== Text under study

This tour required eight lanterns be carried scattered throughout the group in order to see the cave formations. One man insisted on holding his lantern at head height several times even when told by the guide and a visitor not to do so as it blinds others. Others were taking flash photos even though the brochure and the guide said this was not allowed! I had spots in front of my eyes for some time.
The Frozen Niagara Tour information said that it had 12 stairs, including an optional 98 to see the Drapery Room under the Frozen Niagara formation. These stairs were made of steel and went straight down so were easy to navigate. Even though some of the other tours said they were “moderate”, they had an average of 300 to 500 stairs so I don't think I could have gone on them. The Park offers other tours for spelunkers that are “strenuous” and “very strenuous” that I know for sure I wouldn't be able to take!
Because of the White-Nose Syndrome threatening the bats, be prepared to give a list of all caverns entered in the past five years and decontaminating your shoes to help prevent the spread of this disease.
From Thursday through Sunday, we listened as Austin, who was probably 10 or 12 years old, was being berated by his mother for every little infraction. She probably wonders why he's sullen! Unfortunately, they were in a tent, so they were all outside until time to go to bed. Of the five children, he was the only one in trouble for something except for his little sister who didn't hurry enough bringing her mother a damp washcloth.
Before leaving the area, we went to Guntown Mountain Theme Park in Cave City. This was billed as a 'wild west adventure'. We rode the chair lift up the mountain to arrive at the 'town' at the top of the mountain. Several different 'gun fights' were staged during the day. The medicine show as very entertaining as was the dance hall girls presentation. During this show the sound system blew the circuit breaker but they carried on anyway. It also knocked out the snack bar electricity. The country music show was more rock 'n roll than country. The sound system should have been adjusted so that the singers could be heard better; the instrumentals were way too loud and overrode the vocals. This was the last day that Guntown would be open until next spring.

====

### Tasks to perform
[a] Answer these questions from the travel account:
(i) How many lanterns did the cave tour require the group to carry?
(ii) What material were the stairs on the Frozen Niagara Tour made of?
(iii) In what town is Guntown Mountain Theme Park located?
[b] Transcribe the stretch of the travel account from "This tour required" through "for some time.", keeping every word and punctuation mark unchanged.
Draw solely on the travel account for every response.

== Material shown

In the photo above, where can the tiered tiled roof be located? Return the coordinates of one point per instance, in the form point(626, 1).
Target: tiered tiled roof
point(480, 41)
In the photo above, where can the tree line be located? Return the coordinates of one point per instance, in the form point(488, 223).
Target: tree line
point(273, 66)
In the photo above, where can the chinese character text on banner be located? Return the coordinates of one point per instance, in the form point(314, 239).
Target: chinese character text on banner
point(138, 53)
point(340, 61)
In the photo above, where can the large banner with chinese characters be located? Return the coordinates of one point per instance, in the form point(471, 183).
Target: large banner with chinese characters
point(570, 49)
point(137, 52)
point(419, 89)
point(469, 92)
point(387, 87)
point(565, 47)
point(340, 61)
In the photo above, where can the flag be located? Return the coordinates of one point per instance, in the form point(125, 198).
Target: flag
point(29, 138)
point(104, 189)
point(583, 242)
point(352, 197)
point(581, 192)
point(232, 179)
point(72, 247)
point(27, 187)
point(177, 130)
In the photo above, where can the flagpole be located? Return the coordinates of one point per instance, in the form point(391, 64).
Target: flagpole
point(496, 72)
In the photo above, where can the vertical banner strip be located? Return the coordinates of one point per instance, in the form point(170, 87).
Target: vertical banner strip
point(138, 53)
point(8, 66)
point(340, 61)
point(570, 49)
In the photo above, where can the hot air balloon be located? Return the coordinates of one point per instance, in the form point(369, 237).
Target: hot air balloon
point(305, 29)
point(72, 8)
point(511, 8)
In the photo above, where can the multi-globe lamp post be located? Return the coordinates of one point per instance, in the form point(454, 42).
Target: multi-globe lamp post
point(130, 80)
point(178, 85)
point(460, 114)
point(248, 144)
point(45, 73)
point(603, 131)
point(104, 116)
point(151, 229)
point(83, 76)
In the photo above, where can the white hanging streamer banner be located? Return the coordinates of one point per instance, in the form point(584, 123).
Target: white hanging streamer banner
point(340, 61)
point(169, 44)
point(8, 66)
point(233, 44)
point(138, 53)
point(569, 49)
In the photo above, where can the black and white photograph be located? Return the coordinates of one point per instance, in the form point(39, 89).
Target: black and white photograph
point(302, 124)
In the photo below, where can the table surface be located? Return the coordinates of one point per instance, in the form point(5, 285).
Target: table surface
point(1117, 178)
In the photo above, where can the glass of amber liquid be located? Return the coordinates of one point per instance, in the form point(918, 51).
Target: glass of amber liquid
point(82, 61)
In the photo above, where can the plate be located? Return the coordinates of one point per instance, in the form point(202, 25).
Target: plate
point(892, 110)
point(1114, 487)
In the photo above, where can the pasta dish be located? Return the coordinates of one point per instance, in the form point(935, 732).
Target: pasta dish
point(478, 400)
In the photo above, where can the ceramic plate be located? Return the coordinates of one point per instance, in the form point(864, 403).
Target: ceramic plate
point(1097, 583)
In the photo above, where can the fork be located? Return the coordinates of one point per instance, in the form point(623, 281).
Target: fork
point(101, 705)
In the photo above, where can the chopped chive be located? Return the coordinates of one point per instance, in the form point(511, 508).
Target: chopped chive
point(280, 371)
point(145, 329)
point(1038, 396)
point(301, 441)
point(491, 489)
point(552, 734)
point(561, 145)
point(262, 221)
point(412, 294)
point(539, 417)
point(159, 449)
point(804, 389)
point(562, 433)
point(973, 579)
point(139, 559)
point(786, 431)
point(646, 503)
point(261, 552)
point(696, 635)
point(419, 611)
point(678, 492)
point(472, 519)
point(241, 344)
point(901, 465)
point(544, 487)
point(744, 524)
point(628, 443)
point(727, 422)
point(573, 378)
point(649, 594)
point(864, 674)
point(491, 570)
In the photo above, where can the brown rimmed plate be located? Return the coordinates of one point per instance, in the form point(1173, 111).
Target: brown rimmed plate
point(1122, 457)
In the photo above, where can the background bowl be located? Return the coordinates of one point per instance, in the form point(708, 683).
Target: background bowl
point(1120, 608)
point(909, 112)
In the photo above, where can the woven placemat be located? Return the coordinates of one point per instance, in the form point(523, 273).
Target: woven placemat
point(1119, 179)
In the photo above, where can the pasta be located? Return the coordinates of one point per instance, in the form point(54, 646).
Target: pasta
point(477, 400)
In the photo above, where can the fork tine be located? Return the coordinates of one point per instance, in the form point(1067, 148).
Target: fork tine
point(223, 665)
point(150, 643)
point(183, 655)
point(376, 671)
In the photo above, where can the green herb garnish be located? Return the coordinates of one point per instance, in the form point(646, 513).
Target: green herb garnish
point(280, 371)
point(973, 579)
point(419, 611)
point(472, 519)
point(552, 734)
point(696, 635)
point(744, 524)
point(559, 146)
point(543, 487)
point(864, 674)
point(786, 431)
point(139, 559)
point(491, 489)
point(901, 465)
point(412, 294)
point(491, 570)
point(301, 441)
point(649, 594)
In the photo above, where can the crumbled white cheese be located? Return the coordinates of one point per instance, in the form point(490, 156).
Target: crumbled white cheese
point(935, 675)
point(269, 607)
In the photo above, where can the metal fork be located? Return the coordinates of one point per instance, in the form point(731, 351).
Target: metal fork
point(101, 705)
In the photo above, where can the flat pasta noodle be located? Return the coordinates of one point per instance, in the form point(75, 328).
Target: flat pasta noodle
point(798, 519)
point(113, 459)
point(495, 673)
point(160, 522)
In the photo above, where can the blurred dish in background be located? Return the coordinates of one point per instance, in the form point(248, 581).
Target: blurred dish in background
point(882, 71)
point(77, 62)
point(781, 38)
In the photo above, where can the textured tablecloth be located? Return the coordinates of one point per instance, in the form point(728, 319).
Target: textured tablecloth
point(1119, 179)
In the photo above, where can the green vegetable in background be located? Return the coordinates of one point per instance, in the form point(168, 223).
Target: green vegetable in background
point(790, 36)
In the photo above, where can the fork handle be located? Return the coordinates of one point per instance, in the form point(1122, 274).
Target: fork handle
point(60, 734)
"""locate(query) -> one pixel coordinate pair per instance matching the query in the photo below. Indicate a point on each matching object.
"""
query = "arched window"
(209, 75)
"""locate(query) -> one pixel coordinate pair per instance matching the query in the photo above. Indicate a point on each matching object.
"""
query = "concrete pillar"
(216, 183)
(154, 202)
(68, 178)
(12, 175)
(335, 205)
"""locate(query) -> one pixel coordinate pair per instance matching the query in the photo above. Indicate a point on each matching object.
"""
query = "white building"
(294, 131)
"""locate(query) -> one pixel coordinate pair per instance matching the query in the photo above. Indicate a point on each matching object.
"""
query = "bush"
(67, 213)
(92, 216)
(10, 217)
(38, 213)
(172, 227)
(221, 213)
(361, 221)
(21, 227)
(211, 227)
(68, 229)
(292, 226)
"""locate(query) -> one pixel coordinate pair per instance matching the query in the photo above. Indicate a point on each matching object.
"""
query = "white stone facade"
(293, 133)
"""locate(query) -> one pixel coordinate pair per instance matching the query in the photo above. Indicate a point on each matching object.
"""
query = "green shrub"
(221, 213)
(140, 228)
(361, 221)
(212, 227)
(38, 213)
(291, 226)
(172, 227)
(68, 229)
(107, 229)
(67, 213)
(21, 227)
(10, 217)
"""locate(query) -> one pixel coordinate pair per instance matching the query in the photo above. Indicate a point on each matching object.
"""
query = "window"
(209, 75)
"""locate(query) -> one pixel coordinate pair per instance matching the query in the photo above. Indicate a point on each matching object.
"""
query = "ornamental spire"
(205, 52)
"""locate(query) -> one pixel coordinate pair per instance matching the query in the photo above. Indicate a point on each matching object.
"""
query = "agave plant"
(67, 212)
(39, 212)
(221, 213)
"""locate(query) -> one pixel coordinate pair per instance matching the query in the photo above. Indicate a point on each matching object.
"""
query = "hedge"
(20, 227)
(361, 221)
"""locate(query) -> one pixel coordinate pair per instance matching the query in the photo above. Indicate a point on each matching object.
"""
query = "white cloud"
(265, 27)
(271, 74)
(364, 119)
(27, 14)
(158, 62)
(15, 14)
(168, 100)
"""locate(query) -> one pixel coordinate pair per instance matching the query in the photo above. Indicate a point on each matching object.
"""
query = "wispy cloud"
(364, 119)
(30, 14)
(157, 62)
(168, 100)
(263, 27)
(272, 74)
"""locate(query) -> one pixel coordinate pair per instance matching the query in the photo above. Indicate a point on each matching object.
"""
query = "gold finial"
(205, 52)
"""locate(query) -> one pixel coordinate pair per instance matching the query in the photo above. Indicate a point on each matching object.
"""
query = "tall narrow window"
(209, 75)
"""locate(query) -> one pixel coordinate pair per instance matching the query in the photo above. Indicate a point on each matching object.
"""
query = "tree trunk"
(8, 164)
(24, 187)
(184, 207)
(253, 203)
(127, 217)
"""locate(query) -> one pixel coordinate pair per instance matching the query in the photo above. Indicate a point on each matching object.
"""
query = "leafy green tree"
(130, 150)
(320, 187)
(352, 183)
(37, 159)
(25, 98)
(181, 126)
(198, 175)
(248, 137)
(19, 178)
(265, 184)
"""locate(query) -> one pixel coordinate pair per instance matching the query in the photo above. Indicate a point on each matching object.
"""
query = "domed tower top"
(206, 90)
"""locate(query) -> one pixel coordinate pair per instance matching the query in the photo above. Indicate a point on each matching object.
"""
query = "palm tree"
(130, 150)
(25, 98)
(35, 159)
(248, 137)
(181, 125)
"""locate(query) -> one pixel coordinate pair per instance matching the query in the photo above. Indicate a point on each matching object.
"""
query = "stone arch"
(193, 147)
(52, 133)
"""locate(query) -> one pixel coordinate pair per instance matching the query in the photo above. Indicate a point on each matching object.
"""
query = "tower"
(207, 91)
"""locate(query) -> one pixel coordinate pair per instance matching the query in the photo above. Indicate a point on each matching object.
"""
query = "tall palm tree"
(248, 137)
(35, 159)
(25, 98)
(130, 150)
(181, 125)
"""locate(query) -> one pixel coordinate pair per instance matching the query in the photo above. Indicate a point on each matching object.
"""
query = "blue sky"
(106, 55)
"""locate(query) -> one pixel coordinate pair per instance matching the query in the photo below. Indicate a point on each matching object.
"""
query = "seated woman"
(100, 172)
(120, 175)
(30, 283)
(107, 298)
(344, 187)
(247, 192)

====

### List of solutions
[a]
(i) Eight.
(ii) Steel.
(iii) Cave City.

[b]
This tour required eight lanterns be carried scattered throughout the group in order to see the cave formations. One man insisted on holding his lantern at head height several times even when told by the guide and a visitor not to do so as it blinds others. Others were taking flash photos even though the brochure and the guide said this was not allowed! I had spots in front of my eyes for some time.